(What you have to do): Set down each entry again exactly as written.

-- Extracted information follows --

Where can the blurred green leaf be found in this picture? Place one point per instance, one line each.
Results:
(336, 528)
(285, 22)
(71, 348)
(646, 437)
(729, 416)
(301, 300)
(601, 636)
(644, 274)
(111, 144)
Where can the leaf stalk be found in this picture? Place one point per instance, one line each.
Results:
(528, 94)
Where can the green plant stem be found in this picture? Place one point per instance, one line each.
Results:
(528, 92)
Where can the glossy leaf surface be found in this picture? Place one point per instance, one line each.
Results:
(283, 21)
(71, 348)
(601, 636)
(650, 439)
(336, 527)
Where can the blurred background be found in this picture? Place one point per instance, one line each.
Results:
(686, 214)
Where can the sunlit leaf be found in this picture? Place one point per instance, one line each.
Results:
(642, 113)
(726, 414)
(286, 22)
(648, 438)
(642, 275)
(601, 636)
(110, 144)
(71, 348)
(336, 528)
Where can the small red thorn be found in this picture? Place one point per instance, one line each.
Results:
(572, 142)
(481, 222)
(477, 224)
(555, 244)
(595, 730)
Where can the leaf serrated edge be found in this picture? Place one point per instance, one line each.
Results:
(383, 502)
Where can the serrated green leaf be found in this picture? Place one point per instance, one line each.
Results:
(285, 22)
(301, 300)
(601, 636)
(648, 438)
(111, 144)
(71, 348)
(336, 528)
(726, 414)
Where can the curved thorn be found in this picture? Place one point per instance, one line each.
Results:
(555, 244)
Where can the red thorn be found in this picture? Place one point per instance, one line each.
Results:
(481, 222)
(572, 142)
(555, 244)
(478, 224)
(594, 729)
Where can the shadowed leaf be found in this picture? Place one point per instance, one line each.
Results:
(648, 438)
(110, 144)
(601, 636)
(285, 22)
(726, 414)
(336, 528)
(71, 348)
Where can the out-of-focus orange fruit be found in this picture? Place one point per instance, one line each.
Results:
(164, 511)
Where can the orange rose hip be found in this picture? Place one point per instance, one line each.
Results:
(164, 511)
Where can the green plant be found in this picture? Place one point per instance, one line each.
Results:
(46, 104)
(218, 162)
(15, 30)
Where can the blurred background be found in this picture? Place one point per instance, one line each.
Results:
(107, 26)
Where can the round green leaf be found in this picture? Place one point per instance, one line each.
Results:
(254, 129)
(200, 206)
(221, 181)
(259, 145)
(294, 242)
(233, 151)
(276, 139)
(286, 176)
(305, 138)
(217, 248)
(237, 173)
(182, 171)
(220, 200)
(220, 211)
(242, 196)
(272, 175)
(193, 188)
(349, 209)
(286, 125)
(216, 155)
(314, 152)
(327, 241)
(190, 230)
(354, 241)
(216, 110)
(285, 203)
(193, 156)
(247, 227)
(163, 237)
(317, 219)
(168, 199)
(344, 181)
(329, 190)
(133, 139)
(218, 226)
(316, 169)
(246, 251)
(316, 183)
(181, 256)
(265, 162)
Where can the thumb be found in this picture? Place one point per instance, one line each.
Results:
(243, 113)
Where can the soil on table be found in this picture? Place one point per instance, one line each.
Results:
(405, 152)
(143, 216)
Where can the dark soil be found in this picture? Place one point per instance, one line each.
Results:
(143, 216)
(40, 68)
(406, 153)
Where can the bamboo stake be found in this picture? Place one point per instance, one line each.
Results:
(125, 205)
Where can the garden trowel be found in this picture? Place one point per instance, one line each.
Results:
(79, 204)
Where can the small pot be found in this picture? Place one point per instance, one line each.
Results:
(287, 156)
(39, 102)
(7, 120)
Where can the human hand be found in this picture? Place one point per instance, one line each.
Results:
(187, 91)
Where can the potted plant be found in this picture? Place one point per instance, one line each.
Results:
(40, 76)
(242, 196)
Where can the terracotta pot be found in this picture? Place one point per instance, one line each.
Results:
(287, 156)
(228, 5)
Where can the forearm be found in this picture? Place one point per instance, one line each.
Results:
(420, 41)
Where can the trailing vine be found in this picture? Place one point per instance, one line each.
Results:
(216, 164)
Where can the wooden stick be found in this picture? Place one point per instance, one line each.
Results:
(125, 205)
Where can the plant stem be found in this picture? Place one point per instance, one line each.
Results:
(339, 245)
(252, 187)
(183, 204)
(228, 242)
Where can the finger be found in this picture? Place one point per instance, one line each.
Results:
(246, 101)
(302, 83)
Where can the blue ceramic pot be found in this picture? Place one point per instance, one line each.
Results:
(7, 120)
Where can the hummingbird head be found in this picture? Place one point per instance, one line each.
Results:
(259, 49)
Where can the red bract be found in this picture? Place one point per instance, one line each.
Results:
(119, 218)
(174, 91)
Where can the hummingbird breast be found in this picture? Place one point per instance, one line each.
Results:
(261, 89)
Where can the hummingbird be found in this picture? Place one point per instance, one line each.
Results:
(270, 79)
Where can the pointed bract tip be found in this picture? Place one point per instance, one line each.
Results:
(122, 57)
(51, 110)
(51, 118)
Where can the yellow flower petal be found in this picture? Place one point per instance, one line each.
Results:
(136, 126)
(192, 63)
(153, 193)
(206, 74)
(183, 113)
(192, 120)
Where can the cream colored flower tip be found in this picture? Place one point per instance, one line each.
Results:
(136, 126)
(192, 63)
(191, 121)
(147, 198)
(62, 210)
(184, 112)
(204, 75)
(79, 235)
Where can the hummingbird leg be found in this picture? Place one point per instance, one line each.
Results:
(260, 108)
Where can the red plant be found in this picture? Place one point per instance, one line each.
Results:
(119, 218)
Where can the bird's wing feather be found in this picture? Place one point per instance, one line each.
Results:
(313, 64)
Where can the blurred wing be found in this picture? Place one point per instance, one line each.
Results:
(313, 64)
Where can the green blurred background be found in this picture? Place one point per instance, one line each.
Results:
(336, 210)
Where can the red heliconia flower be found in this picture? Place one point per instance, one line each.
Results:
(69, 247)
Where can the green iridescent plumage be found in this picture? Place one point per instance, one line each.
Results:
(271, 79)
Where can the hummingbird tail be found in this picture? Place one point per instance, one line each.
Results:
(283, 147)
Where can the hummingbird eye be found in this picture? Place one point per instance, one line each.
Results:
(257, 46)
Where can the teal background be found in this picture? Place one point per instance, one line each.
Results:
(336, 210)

-- Extracted information concluded --

(Solution):
Where can the blurred green leaf be found in this picture? Place one point per instance, one line each.
Results:
(336, 528)
(285, 22)
(71, 348)
(646, 437)
(729, 416)
(301, 300)
(601, 636)
(644, 274)
(111, 144)
Where can the leaf stalk be found in this picture? Place one point per instance, one line each.
Results:
(528, 94)
Where can the green plant stem be found in this picture? Place one point per instance, one line each.
Results:
(528, 92)
Where can the glossy leaf surface be found in this picture? Place one point per instance, one line each.
Results:
(283, 21)
(71, 348)
(601, 636)
(650, 439)
(336, 527)
Where can the blurred background be found in this picture? Place one point per instance, one line each.
Results:
(686, 214)
Where can the sunlit leaf be found in this picture? Place one point per instance, one line each.
Results:
(642, 113)
(726, 414)
(286, 22)
(648, 438)
(642, 275)
(601, 636)
(110, 144)
(71, 348)
(336, 528)
Where can the small red thorn be found in this picture? Place one point per instance, one line each.
Results:
(572, 142)
(481, 222)
(477, 224)
(555, 244)
(595, 730)
Where can the leaf serrated edge be found in this picture? Place one point per instance, one line each.
Results:
(383, 502)
Where can the serrated green leaf be found in this picture? Place one point per instance, one line each.
Results:
(285, 22)
(301, 300)
(601, 636)
(648, 438)
(111, 144)
(71, 348)
(336, 528)
(726, 414)
Where can the curved thorn be found in this picture? Place one point per instance, one line each.
Results:
(555, 244)
Where can the red thorn be found in this picture? Place one point per instance, one line each.
Results:
(481, 222)
(572, 142)
(555, 244)
(478, 224)
(594, 729)
Where can the shadowed leaf be found in this picture? Place one point per instance, one line each.
Results:
(648, 438)
(110, 144)
(601, 636)
(285, 22)
(726, 414)
(336, 528)
(71, 348)
Where can the out-of-focus orange fruit be found in this picture? Place one point per instance, one line each.
Results:
(164, 511)
Where can the orange rose hip be found in this picture? Place one point per instance, one line each.
Results:
(164, 511)
Where can the green plant be found in this picture? Place one point per instance, one line each.
Results:
(46, 104)
(218, 162)
(15, 30)
Where can the blurred background be found in this picture? Place one point per instance, one line each.
Results:
(107, 26)
Where can the round green leaf be found in this picture? Place one point per instance, one line each.
Results:
(254, 129)
(200, 206)
(221, 181)
(259, 145)
(294, 242)
(233, 151)
(276, 139)
(286, 176)
(305, 138)
(217, 248)
(237, 173)
(182, 171)
(220, 200)
(220, 211)
(242, 196)
(272, 175)
(193, 188)
(349, 209)
(286, 125)
(216, 155)
(314, 152)
(327, 241)
(190, 230)
(354, 241)
(216, 110)
(285, 203)
(193, 156)
(247, 227)
(163, 237)
(317, 219)
(168, 199)
(344, 181)
(329, 190)
(133, 139)
(218, 226)
(316, 169)
(246, 251)
(316, 183)
(181, 256)
(265, 162)
Where can the thumb be found in this picture? Place one point per instance, one line each.
Results:
(243, 113)
Where can the soil on table be found in this picture? Place one point per instance, one line each.
Results:
(405, 152)
(143, 216)
Where can the dark soil be found in this picture? Place one point per instance, one line each.
Results:
(143, 216)
(40, 68)
(406, 153)
Where can the bamboo stake be found in this picture? Place one point per instance, one line each.
Results:
(125, 205)
Where can the garden trowel be found in this picture? Place one point per instance, one line each.
Results:
(79, 204)
Where can the small pot be found in this picture? Place one point per instance, one line each.
Results:
(287, 156)
(39, 102)
(7, 120)
Where can the human hand be found in this picture? Place one point per instance, one line each.
Results:
(187, 91)
Where can the potted plant be found in this picture? Place one point per instance, one line each.
Results:
(40, 76)
(242, 196)
Where can the terracotta pot be found in this picture? Place one point per instance, one line each.
Results:
(287, 156)
(228, 5)
Where can the forearm be found in this picture? Place one point per instance, one line each.
Results:
(420, 41)
Where can the trailing vine be found in this picture? Place one point per instance, one line each.
Results:
(216, 164)
Where can the wooden stick be found in this picture? Place one point per instance, one line each.
Results:
(125, 205)
Where can the plant stem be found in this picture? Place one point per instance, one line each.
Results:
(339, 245)
(252, 187)
(183, 204)
(228, 242)
Where can the finger be found in this picture? Place one point per instance, one line each.
Results:
(246, 101)
(302, 83)
Where can the blue ceramic pot be found in this picture? Place one point per instance, one line each.
Results:
(7, 120)
Where can the hummingbird head be found in this picture? Place one point per instance, one line each.
Results:
(259, 49)
Where can the red bract be found in this picture? Place one point per instance, one line each.
Results:
(119, 218)
(174, 91)
Where can the hummingbird breast be found in this picture? Place one point per instance, one line each.
Results:
(261, 89)
Where can the hummingbird be found in this picture? Place one point per instance, one line each.
Results:
(270, 79)
Where can the pointed bract tip be found in this picture? Place one point per instance, one line each.
Results:
(122, 57)
(51, 110)
(51, 118)
Where can the yellow flower petal be found in this picture? Place one point per instance, one line each.
Results:
(136, 126)
(192, 63)
(153, 193)
(206, 74)
(183, 113)
(192, 120)
Where can the cream colored flower tip be found in this picture? Place one point per instance, one line each.
Results:
(136, 126)
(192, 63)
(191, 121)
(147, 198)
(62, 210)
(184, 112)
(204, 75)
(79, 235)
Where can the hummingbird leg be found in this picture? Place one point per instance, one line each.
Results:
(260, 108)
Where can the red plant be found in this picture? Place one point per instance, one line each.
Results:
(119, 218)
Where can the bird's wing feather be found in this picture? Place one point per instance, one line each.
Results:
(313, 64)
Where can the blurred wing be found in this picture? Place one point per instance, one line each.
Results:
(313, 64)
Where can the green blurred background be found in this picture? Place one point per instance, one line each.
Results:
(336, 210)
Where can the red heliconia flower be found in this picture? Place one point per instance, one line each.
Results:
(69, 247)
Where can the green iridescent plumage be found in this picture? Place one point per instance, one line each.
Results:
(271, 79)
Where can the hummingbird tail be found in this picture? Place one point per instance, one line each.
Results:
(283, 147)
Where can the hummingbird eye be found in this picture? Place one point per instance, one line each.
Results:
(257, 46)
Where can the teal background be found in this picture? Place one point per instance, one line each.
Results:
(336, 210)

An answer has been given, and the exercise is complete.